Your task: Update the listing by swapping "one pair per line" for "one pair on each line" and leaving every other word as it is.

(Dataset excerpts on object pointing)

* Begin *

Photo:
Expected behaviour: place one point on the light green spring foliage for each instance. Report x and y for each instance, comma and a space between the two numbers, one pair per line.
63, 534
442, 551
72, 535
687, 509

* End *

Response to this task:
Photo:
Expected behaviour: place one point on the light green spring foliage for each instance. Report x and y for each instance, comma and a space between the two numbers, one pair on each line.
63, 534
442, 551
72, 535
687, 509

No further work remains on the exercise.